● Directions: Copy out the rows from the line containing "Target — blonde braid." through the last row, that line included, keeping the requests as they are. Add 46 to every coordinate in the answers.

● Raw data:
--- START ---

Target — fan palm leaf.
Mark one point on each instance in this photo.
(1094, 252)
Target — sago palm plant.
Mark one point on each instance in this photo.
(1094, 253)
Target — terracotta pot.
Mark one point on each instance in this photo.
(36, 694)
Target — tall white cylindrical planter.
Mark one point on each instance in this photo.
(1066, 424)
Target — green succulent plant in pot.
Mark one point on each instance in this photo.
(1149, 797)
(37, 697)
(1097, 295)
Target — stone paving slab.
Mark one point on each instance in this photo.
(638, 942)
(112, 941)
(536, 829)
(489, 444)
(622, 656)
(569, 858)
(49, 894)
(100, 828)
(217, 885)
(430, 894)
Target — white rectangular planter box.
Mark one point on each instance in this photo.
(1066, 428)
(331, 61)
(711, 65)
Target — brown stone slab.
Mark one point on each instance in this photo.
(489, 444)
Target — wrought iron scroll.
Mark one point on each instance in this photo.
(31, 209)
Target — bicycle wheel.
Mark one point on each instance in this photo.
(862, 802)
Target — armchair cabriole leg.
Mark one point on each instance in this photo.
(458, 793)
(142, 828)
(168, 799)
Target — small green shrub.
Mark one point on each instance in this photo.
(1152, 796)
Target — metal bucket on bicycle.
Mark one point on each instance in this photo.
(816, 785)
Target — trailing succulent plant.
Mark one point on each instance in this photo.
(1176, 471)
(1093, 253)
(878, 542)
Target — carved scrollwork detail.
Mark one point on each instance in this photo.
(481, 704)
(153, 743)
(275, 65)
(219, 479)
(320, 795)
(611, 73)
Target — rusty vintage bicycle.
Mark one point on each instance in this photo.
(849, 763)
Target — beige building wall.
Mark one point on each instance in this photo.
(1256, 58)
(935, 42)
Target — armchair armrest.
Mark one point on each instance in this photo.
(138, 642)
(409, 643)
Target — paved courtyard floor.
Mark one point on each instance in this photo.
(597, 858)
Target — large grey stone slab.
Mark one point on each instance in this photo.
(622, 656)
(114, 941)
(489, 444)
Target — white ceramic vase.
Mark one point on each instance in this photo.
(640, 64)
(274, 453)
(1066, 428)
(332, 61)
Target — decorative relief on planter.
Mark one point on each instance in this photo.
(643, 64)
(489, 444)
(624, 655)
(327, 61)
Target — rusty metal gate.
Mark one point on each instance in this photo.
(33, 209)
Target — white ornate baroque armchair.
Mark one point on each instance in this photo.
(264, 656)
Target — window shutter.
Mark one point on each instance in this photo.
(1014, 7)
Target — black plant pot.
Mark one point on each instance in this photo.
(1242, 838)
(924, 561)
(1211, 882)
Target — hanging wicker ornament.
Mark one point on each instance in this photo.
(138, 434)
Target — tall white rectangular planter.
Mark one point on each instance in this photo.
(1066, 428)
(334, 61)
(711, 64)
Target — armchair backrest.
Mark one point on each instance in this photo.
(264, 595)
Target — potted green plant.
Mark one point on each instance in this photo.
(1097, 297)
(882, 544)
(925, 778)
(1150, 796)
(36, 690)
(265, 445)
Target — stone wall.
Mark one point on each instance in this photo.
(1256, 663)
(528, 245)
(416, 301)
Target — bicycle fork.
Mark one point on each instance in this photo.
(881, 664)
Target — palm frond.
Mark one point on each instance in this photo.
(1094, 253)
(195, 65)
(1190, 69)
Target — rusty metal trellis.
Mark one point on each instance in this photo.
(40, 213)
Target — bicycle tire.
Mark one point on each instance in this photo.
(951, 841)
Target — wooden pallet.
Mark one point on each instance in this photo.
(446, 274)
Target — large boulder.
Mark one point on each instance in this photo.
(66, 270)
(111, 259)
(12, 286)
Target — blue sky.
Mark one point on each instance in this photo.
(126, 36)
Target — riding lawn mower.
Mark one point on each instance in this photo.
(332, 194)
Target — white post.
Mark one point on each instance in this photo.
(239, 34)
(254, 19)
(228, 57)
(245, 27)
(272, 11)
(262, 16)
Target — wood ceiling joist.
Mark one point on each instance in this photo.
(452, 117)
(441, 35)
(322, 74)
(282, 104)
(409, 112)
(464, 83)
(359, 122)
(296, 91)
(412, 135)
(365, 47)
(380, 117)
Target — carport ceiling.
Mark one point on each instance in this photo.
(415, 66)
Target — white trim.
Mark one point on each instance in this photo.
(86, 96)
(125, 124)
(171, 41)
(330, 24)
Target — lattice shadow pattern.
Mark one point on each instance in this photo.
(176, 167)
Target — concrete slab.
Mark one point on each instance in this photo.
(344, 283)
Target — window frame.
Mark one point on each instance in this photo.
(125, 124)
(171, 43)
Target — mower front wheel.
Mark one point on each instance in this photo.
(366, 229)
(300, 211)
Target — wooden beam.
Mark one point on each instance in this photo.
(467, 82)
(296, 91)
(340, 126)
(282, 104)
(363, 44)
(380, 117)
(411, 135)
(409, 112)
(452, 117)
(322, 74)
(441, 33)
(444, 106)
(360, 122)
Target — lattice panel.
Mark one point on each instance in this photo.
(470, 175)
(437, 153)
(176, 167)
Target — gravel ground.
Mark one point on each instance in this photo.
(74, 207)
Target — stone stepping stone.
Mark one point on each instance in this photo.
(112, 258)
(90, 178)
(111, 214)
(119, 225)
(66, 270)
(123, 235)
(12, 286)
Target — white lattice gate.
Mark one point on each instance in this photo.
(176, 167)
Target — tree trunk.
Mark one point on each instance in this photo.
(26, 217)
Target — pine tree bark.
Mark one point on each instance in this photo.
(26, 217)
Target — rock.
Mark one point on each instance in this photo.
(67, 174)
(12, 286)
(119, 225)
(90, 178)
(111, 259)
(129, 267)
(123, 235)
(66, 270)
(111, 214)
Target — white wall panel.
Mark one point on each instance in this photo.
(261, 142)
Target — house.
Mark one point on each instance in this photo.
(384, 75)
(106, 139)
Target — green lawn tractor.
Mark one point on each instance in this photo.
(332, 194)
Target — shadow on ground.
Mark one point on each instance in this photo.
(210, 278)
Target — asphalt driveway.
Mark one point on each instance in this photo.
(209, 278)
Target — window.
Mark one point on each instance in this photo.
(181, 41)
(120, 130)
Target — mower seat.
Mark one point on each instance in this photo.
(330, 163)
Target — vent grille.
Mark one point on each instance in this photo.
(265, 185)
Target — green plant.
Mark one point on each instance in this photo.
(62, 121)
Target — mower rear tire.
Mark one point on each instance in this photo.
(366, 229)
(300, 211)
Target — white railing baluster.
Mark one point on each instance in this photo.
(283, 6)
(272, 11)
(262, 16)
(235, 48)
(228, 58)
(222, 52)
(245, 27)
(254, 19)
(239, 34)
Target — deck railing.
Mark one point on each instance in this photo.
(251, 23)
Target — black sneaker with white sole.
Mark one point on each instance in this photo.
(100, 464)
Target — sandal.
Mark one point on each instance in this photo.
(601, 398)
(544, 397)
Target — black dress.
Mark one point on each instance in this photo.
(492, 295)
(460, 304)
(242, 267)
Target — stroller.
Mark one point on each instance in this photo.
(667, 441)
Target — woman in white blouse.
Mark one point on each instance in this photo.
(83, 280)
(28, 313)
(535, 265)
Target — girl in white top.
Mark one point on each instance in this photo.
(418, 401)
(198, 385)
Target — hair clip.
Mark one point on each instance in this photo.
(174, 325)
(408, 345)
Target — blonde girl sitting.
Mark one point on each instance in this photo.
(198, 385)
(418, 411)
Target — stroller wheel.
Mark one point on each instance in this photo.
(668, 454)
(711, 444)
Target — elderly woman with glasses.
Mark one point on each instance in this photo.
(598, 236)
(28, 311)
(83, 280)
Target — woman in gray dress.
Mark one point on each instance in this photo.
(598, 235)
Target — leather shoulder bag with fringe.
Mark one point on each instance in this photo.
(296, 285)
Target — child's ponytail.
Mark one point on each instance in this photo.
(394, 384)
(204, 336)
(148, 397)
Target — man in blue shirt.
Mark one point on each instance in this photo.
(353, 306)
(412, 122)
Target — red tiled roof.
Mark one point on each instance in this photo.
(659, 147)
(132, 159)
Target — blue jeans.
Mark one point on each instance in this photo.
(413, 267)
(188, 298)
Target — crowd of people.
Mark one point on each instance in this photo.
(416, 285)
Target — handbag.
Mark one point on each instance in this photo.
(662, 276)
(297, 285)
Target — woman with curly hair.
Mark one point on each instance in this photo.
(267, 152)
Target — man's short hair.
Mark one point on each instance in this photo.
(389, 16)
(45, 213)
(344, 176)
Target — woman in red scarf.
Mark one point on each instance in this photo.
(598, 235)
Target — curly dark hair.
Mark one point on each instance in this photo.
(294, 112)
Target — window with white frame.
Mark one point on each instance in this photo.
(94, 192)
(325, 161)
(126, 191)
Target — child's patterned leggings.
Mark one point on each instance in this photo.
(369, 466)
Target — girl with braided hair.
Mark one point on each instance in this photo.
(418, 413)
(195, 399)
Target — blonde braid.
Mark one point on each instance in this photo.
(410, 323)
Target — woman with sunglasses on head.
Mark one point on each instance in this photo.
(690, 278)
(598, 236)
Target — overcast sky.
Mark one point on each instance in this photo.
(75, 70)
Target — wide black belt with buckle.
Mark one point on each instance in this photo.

--- END ---

● Output for this task:
Target — blonde braid.
Mark one point on each instance in this photo.
(456, 369)
Target — woman with sunglasses on head.
Mark one point on each instance in this photo.
(736, 324)
(644, 282)
Target — overcast sky.
Mark one point on each instance in this photo.
(121, 116)
Target — wide black belt with buckle.
Mark one point on each instance in this photo.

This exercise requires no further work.